(Excerpts from a dataset)
______

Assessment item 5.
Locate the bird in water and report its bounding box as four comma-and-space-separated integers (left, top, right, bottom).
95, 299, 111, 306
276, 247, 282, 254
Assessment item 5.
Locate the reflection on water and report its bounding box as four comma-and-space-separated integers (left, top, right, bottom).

______

▶ _Prompt_
Print the data above exactly as it was provided.

▶ _Output of the task_
Assessment item 5.
Locate the bird in water and report its bounding box as four comma-and-space-separated integers (left, top, right, bottom).
95, 299, 111, 306
276, 247, 282, 254
Assessment item 5.
Locate the reflection on water and report its bounding box as four comma-and-space-separated integers (left, top, right, bottom).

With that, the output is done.